> Task goal:
Please give back the listing exactly, without any of its pictures.

> Data for this task:
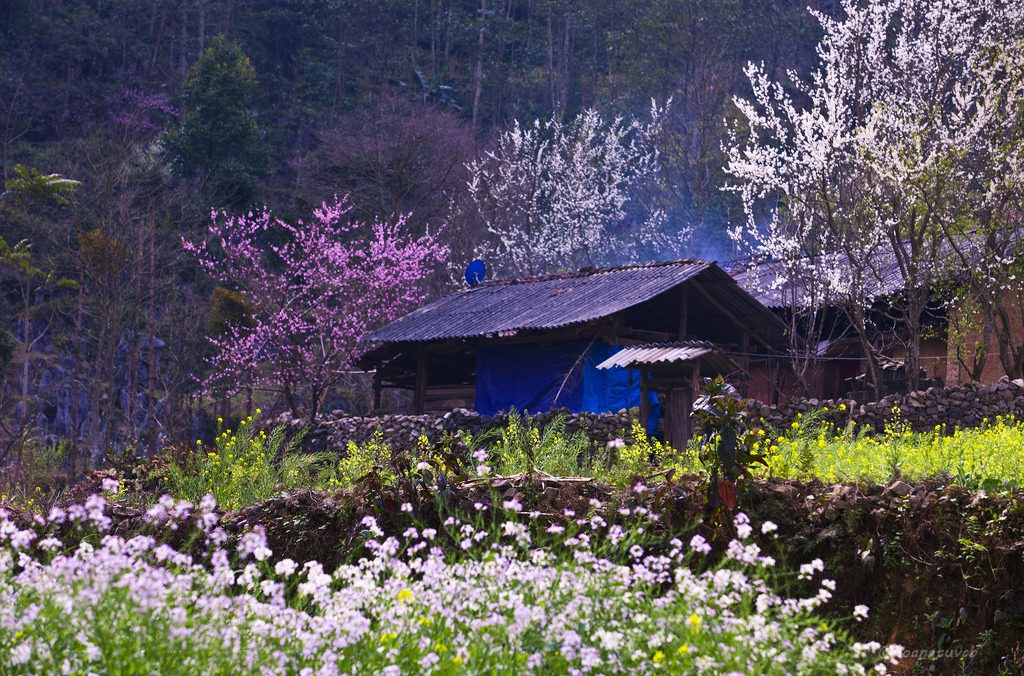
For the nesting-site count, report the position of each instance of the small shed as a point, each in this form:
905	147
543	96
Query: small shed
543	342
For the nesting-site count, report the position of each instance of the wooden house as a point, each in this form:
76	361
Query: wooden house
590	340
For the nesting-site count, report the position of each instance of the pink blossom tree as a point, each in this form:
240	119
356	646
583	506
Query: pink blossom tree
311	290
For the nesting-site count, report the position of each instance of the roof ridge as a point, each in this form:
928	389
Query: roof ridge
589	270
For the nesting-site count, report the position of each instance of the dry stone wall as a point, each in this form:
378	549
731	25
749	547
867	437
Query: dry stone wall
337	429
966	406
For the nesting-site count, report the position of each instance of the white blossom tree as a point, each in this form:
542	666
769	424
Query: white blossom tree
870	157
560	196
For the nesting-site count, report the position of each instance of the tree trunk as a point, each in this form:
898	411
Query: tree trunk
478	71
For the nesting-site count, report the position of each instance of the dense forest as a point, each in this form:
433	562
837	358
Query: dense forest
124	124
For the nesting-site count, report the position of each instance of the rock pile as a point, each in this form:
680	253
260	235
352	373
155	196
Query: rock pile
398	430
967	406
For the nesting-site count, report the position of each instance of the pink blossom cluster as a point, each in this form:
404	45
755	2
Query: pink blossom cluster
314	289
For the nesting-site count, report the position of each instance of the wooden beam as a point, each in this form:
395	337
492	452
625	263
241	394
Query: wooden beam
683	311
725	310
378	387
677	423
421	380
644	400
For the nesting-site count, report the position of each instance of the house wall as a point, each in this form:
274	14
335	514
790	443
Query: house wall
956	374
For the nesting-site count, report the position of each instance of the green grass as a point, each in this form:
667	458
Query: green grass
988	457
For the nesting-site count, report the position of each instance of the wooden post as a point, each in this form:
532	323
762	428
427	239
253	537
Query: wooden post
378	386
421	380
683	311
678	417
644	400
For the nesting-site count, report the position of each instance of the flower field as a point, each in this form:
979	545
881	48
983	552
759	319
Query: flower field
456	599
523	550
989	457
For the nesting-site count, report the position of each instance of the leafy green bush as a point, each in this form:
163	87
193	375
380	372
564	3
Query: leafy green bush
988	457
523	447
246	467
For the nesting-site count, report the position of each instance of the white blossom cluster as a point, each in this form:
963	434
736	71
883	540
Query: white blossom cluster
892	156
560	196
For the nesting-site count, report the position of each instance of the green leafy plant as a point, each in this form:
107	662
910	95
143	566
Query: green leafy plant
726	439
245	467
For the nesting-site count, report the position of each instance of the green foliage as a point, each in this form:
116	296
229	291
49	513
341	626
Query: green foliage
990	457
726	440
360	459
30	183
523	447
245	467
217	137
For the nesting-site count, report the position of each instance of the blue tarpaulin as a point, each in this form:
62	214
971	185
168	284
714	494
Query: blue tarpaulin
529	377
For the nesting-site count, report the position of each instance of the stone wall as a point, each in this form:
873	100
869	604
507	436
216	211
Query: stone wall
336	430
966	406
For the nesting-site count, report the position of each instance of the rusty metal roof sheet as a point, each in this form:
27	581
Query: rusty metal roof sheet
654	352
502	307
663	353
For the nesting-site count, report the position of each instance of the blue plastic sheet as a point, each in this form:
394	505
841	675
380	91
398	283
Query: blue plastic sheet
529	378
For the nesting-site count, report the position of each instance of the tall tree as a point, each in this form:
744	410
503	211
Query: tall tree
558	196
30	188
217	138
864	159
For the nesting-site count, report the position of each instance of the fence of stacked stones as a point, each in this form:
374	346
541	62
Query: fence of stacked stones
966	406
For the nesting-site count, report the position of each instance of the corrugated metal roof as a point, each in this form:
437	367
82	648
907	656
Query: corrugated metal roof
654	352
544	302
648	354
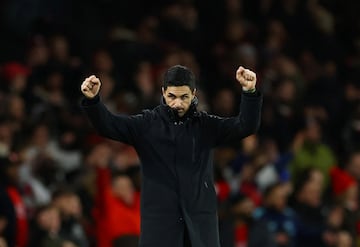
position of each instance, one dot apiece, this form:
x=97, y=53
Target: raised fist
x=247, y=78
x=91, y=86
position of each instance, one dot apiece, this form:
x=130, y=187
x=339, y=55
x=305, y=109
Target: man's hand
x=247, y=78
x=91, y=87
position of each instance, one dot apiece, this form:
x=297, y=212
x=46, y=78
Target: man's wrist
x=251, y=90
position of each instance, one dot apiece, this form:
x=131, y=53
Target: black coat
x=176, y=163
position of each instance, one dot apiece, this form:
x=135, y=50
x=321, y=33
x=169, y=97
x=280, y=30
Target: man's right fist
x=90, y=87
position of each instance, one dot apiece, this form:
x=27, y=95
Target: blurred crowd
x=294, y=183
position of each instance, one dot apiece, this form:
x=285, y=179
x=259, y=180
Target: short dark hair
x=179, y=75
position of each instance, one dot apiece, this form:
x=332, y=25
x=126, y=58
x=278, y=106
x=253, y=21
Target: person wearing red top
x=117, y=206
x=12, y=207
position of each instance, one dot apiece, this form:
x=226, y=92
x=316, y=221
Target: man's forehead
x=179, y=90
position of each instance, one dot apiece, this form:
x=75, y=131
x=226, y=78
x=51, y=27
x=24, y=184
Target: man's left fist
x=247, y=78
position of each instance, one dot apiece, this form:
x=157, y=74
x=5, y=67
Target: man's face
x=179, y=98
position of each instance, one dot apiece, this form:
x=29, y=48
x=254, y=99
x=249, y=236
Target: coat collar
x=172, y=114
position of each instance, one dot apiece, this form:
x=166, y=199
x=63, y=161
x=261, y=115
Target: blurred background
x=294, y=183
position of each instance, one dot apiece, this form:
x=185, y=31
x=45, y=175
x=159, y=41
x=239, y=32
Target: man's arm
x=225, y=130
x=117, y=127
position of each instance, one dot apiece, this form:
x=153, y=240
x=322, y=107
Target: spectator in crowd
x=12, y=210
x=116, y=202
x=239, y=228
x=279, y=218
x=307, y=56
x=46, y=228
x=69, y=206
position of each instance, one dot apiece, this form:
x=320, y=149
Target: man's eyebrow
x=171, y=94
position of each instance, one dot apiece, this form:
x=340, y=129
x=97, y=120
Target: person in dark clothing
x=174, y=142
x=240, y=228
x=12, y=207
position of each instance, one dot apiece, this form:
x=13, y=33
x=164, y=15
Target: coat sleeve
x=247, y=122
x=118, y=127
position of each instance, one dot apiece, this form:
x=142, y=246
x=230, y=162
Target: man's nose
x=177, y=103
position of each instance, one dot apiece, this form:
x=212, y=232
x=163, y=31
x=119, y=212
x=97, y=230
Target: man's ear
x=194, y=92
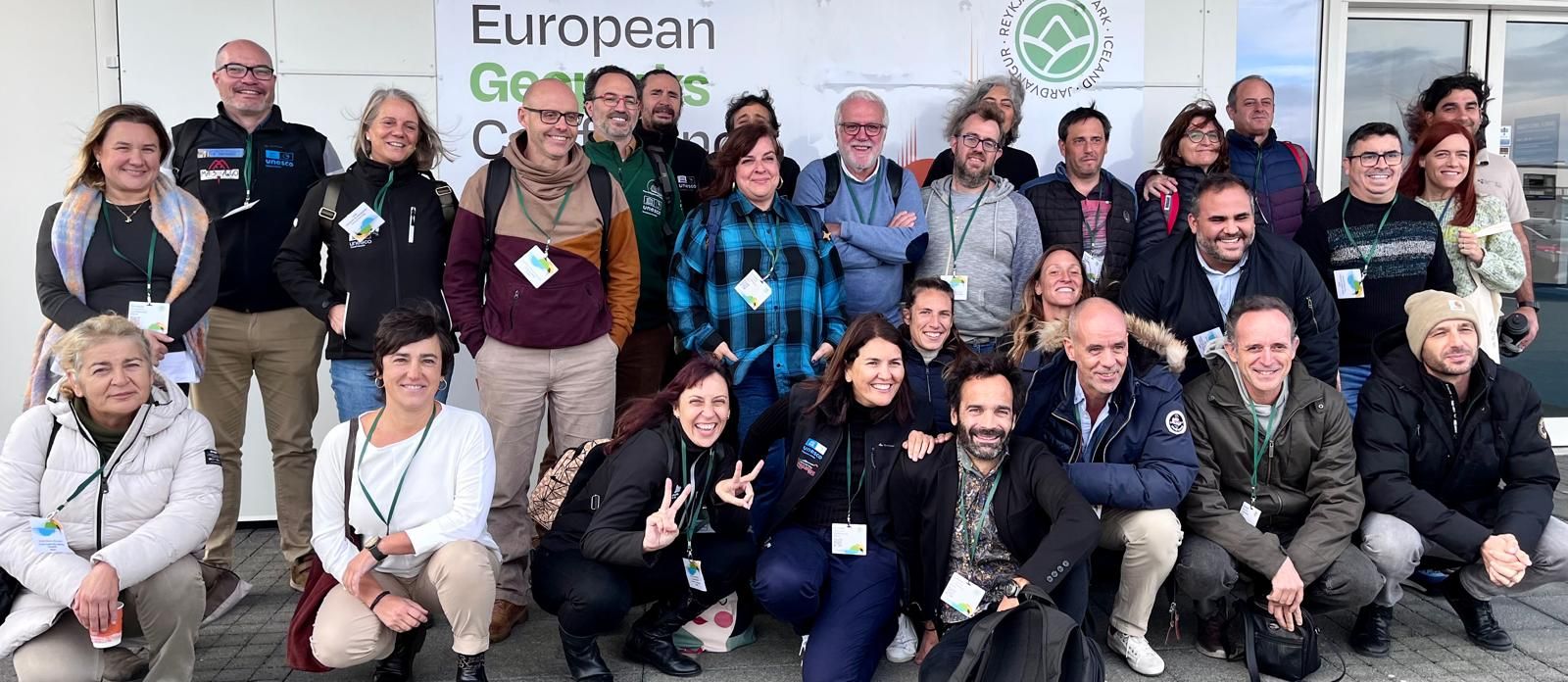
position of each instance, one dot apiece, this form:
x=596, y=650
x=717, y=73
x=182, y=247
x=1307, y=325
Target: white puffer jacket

> Answer box:
For the nesting-site count, report the position of each instance of the small shed as a point, each in this form:
905	147
543	96
Query: small shed
543	342
For the nesting-site count, report the position of each instance of the wooden house as a point, each in this form:
76	361
Query: wooden house
590	340
For the nesting-site count, report the position of each instance of the pink blossom tree as a point, each in this form:
240	119
356	646
583	506
Query: pink blossom tree
311	290
For the nesting-site count, report the position of each instance of the roof ridge as a point, each in this form:
928	389
Query: roof ridge
589	270
For the nesting-site count, report the position of each instance of the dry stone wall as a point, each in this form:
378	549
731	25
749	547
867	437
Query: dry stone wall
337	429
966	406
For the nesting-site count, report the position of each instance of the white blossom tree as a point, each in this form:
542	666
769	424
Query: white blossom tree
870	157
560	196
For the nesting-site count, report the position of each instance of the tree trunk as a point, each in this form:
898	411
Query: tree trunk
478	71
For the nesting-site count, report the position of each instance of the dense forest as a point, each in this form:
433	562
837	358
Query: dense forest
124	124
For the nesting-site count, report the position of each instance of the rock pile as a point, each in this form:
680	253
260	235
352	373
155	196
Query: rock pile
398	430
967	406
For the nesting-site count, report the position of each instance of the pink blossom cluster as a point, each in this form:
404	45
755	2
Query: pink blossom cluster
314	289
For the nesting-site count, report the position of each instance of the wooden beam as a point, each in this form:
395	337
492	452
625	263
241	394
Query: wooden beam
683	311
725	310
378	387
677	423
421	380
644	400
For the nesting-site count, report the position of each instance of the house wall as a point, each in this form:
274	14
335	514
790	443
Query: house wall
956	374
For the nesting-site count, report the position of each instance of the green grass as a point, each in this form:
667	458
Query: green grass
988	457
For the nesting-site count, report the position of each instance of the wooden post as a point, each in this form:
532	323
762	428
427	239
253	537
Query: wooden post
378	386
421	380
683	311
678	417
644	400
For the nesting-site count, report the position of each instance of the flower field as a point, each in this form:
979	545
881	48
983	552
759	319
Query: flower field
456	599
523	550
989	457
For the nesting-site count, report the position of each instance of the leafy green bush as a point, each in this form:
163	87
193	375
380	372
564	3
Query: leafy green bush
988	457
523	447
246	467
For the nesting-site count, report the position of each instance of the white blossom cluster as a point, each in this form:
963	434
736	71
883	540
Query: white blossom cluster
892	156
560	196
For the nesting-site count, report the position of each instance of the green leafy plant as a point, each in this form:
107	662
910	95
143	566
Query: green leafy plant
726	439
245	467
For the nesting-site count, report the position of each instance of the green foliage as a point, each in this form:
116	296
229	291
49	513
341	626
Query: green foliage
990	457
726	440
360	459
30	183
523	447
245	467
217	137
For the nesting-site count, report the position of each instance of the blue tarpaulin as a point, each in this form:
62	214
971	185
168	284
714	494
Query: blue tarpaulin
529	377
For the nesting-site count, report the position of each instance of the stone wall as a point, each in this form:
873	100
869	604
507	436
216	211
Query: stone wall
336	430
966	406
For the nesting-site count, report the position of each instance of the rusty metal roof sheet as a point, each in this form:
27	581
Query: rusty metal roof sheet
654	352
502	307
663	353
For the nesting-site count, report the position of each instance of the blue plastic sheet as a point, each in this form:
394	505
841	675
380	91
398	283
Query: blue plastic sheet
529	378
For the nesting-site count, report the position of each instance of the tall tree as a point, each in this form:
744	410
503	211
Query: tall tree
558	196
30	188
217	138
864	159
For the nesting-site count, report the position of each instance of the fence of stacked stones as a point, each in this form:
374	346
541	62
Query: fence of stacked stones
966	406
For the nesting-site count, report the position of each instance of the corrugated metal roof as a point, each in this form:
437	367
82	648
907	656
Query: corrugated metal roof
654	352
544	302
648	354
position of each instance, one dot apiece, this form:
x=97, y=53
Target: raised fist
x=247, y=78
x=91, y=86
position of each instance, one dot apiece, this form:
x=130, y=187
x=339, y=55
x=305, y=109
Target: man's hand
x=247, y=78
x=91, y=87
position of each instance, one dot apiece, this form:
x=297, y=212
x=46, y=78
Target: man's wrist
x=251, y=90
position of each instance, one dot apiece, this form:
x=131, y=53
Target: black coat
x=176, y=163
position of each instance, one dot apiece, this form:
x=135, y=50
x=321, y=33
x=169, y=97
x=280, y=30
Target: man's right fist
x=90, y=87
position of each instance, one dot apiece, this form:
x=27, y=95
Target: blurred crowd
x=294, y=183
position of each instance, one dot apiece, this form:
x=285, y=179
x=259, y=180
Target: short dark hair
x=179, y=75
position of each instance, one dot apiece, this form:
x=332, y=25
x=126, y=58
x=278, y=106
x=253, y=21
Target: person wearing red top
x=117, y=206
x=12, y=207
position of each instance, one dot apiece, this form:
x=226, y=92
x=316, y=221
Target: man's forehead
x=179, y=90
position of each instance, one dot apiece, this form:
x=75, y=131
x=226, y=78
x=51, y=27
x=24, y=184
Target: man's left fist
x=247, y=78
position of each instance, one dot apiece, this form:
x=157, y=74
x=5, y=67
Target: man's face
x=179, y=98
position of each instance, one dot apiece, this form:
x=29, y=48
x=254, y=99
x=249, y=236
Target: coat collar
x=172, y=114
position of each instance, one dot apiece, this form:
x=166, y=199
x=63, y=161
x=261, y=115
Target: blurred background
x=294, y=183
position of each instance, one dot apiece, this form:
x=185, y=31
x=45, y=175
x=159, y=41
x=239, y=32
Target: man's arm
x=225, y=130
x=117, y=127
position of each instance, one dot apiece, this form:
x=153, y=240
x=322, y=107
Target: spectator in crowd
x=12, y=210
x=116, y=202
x=239, y=228
x=279, y=218
x=307, y=56
x=46, y=228
x=69, y=206
position of each instance, one dot apiece, this form:
x=320, y=149
Target: man's eyebrow
x=171, y=94
position of each instance, one dot apiece, this form:
x=340, y=129
x=97, y=120
Target: person in dark clothing
x=174, y=142
x=240, y=228
x=12, y=207
position of each instance, one dot apiece, this form:
x=13, y=33
x=164, y=15
Target: coat sleeve
x=247, y=122
x=118, y=127
position of each instance, one dot apiece, this form:
x=142, y=246
x=230, y=162
Target: man's nose
x=177, y=103
position of each instance, one dot apiece, this form:
x=212, y=232
x=163, y=31
x=119, y=212
x=97, y=230
Target: man's ear
x=194, y=92
position of each instance, one dot apiece, this form:
x=596, y=650
x=717, y=73
x=182, y=247
x=1307, y=325
Target: white puffer jacket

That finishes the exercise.